▸ What to work on:
1. Retype the part of the forum thread about keeping dogs from killing chickens starting with "We also have" and going on through "approached him aggressively.".
2. Write what comes next in the forum thread about keeping dogs from killing chickens, picking up after its last line.

▸ Passage for review:
# Chickens and teaching dogs to leave them be



## deineria (Aug 22, 2009)

We have to 6-7 month old Aussies that I might be hopelessly thinking
we can teach to leave chickens alone. 
We do not currently have any chickens, but growing up, my dad's bantams were always loose, and really, dogs and cats usually left them alone. Hawks and Opossums were really the problem.
I would like to be able to have Hens that we just put up in coop at night, but I want to know the dogs will leave them alone, so I thought if we got 3-4 really large roosters first, some that could do the dogs damage - lol - if they bothered them, they might learn to let hens and babies be later on. 
Anyone every try this or should I just assume we'd have too many lost to bother and leave any chicken we get up in fenced area with a coop?
I have no idea how aggressively the dogs would pursue them as it is. 
I'm just assuming, as Aussies and being young, they would kill them.
We also have 10 lbs Toy Manchester Terrier that is outside and do wonder if a rooster might not be able to nearly kill him if he approached him aggressively. 
Anyway, any ideas, suggestions or advice?
If the rooster trick could work, what breed would you suggest?


----------



## tinknal (May 21, 2004)

I did it once with a dog that killed a chicken. I'd get flamed for posting it but if you want I can PM you. Starting with a dog that had never seen a chicken the best way would be weeks of patient constant training, or a couple of sessions with a shock collar.


----------



## fishhead (Jul 19, 2006)

I've been able to train my dogs to leave my chicks and ducklings alone in just a few days and my dogs are bird dogs. I put the birds in a pen and then let the dog find them. If it shows any interest I scold the dog and tell it to "leave it!" I do that throughout the day and within a few days everything is fine. I keep a close eye on the dog until I'm sure it understands the birds are mine and off limits. Any signs of interest brings another "leave it!"


----------



## eross230 (Apr 28, 2006)

Some dogs cannot ever be trained, but I think I know what tinknal is talking about and it worked for me with every dog but one.


----------



## karenbrat1 (Jun 25, 2009)

I've had two heelers at different times that were both awful chicken killers. I just never take my eyes off the dog when she is loose and keep the chickens behind electric net. I've read of an interesting trick from "highlands" who posts here on the pig board, called the "electric chicken". Suspend a freshly dead chicken from a pole with a hot wire running to the chicken. Turn the dog loose, hide and wait. Haven't tried it yet but it sounds like it would work well!


----------



## karenbrat1 (Jun 25, 2009)

P.S. -- telling my heelers "NO" did not work. I could have the dog out with the chickens and as long as I kept my eye on the dog she wouldn't do anything -- she would look at the chickens, then check to see if I was watching her -- because she knew I'd beat the crap out of her if she did it while I was watching. But if I got too busy to watch her for, seriously, 20 seconds, she would be gone and when I'd find her there'd be a bird in her mouth. This happened with both dogs. They are a very smart, hardheaded and sneaky breed.


----------



## rscheiderer (Dec 30, 2009)

▸ Provided data:
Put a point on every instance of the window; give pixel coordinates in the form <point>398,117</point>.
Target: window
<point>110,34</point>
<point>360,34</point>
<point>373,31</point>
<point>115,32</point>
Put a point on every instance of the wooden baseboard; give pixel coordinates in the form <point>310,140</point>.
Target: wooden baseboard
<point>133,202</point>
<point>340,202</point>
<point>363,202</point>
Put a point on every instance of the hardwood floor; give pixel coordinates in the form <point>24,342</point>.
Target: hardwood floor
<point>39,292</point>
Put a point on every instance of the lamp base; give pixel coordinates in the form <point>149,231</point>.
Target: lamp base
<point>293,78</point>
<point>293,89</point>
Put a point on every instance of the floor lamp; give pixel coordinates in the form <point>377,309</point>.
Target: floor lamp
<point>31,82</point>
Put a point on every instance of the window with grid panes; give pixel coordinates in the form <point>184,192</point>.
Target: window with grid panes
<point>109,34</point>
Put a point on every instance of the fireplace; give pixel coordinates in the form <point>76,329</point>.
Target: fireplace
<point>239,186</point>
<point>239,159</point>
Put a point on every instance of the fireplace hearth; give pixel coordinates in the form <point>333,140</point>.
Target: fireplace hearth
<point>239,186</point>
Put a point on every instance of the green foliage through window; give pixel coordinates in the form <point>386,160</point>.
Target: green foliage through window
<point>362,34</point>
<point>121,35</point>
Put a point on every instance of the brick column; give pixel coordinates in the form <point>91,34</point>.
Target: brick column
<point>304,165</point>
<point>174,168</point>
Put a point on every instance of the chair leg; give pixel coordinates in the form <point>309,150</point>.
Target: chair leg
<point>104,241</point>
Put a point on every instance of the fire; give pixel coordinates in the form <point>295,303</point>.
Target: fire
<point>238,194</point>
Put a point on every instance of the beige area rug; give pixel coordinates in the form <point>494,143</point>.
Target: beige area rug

▸ Expected outputs:
1.
We also have 10 lbs Toy Manchester Terrier that is outside and do wonder if a rooster might not be able to nearly kill him if he approached him aggressively.

2.
Depends on the dog. First (and clearly the best) is to make sure that your dog KNOWS that you are the BOSS, no question. That's harder with some dogs than others. One dog I have now is less than a year old but he won't touch anything that I've told him is "mine." If he even looks at a chicken or a full pail of milk I just give him a "no" sound. When I first got him, he chased a chicken. I made my "no" sound (kind of an "ah ah ah" noise) and said "that's mine" and he never did it again. So easy. My terrier, on the other hand, didn't get it. She thought chickens were the most fun toys I ever got for her. I'll probably get some criticism for this, but when she killed a chicken, I beat the everloving snot out of her with that chicken. She's never slipped again. As a last resort, I remember my Dad's remedy. He tied the dead chicken to the dog's collar, with a rope just long enough that the dog tripped on it all the time. As the bird "ripened" the dog was effectively shunned by all because of the smell, which is the worst thing in the world for a dog. My dad never removed the bird. It rotted off, and then he removed the rope. Yuk.


----------



## Beaners (Feb 23, 2005)

Are these Australian Shepherds or Australian Cattle Dogs, aka Heelers? They're both herding dogs but they're very different breeds. 

I don't know anything about teaching dogs to leave chickens alone, but I do have a dog who was convicted of chicken-killing before he got to my house. He doesn't dare look sideways at our ducks. There is always a fence between them, but they will charge the fence at him and he will head in the other direction. They aren't fluttery and flighty like chickens so he doesn't get any fun out of them.

Kayleigh


----------



## tinknal (May 21, 2004)

rscheiderer said:


> As a last resort, I remember my Dad's remedy. He tied the dead chicken to the dog's collar, with a rope just long enough that the dog tripped on it all the time. As the bird "ripened" the dog was effectively shunned by all because of the smell, which is the worst thing in the world for a dog. My dad never removed the bird. It rotted off, and then he removed the rope. Yuk.


This is basically what I did but I accomplished it in about 4 hours. I tied the chicken to her head, hog tied her with twine string and put her out in deep grass. She whined and cried for 3 hours. After that she became the best poultry guard dog I ever saw. She would kill any varmint that got near them and would lay in the yard and keep watch on them.


----------



## deineria (Aug 22, 2009)

These are Australian Shepherds. I am a huge softie - though I don't mind whipping them for something, anything more than that would be too much for me - lol!
I just know I've had roosters get after me that I would think could convince a 50lb dog to think twice before bothering them again, but perhaps not - lol!


----------



## Sanza (Sep 8, 2008)

I like the idea of the hotwired chicken.


----------



## seagullplayer (Nov 6, 2008)

The drag a dead chicken around worked for us.


----------



## Delrio (Mar 11, 2007)

Our sheltie only needed to be told "no" once.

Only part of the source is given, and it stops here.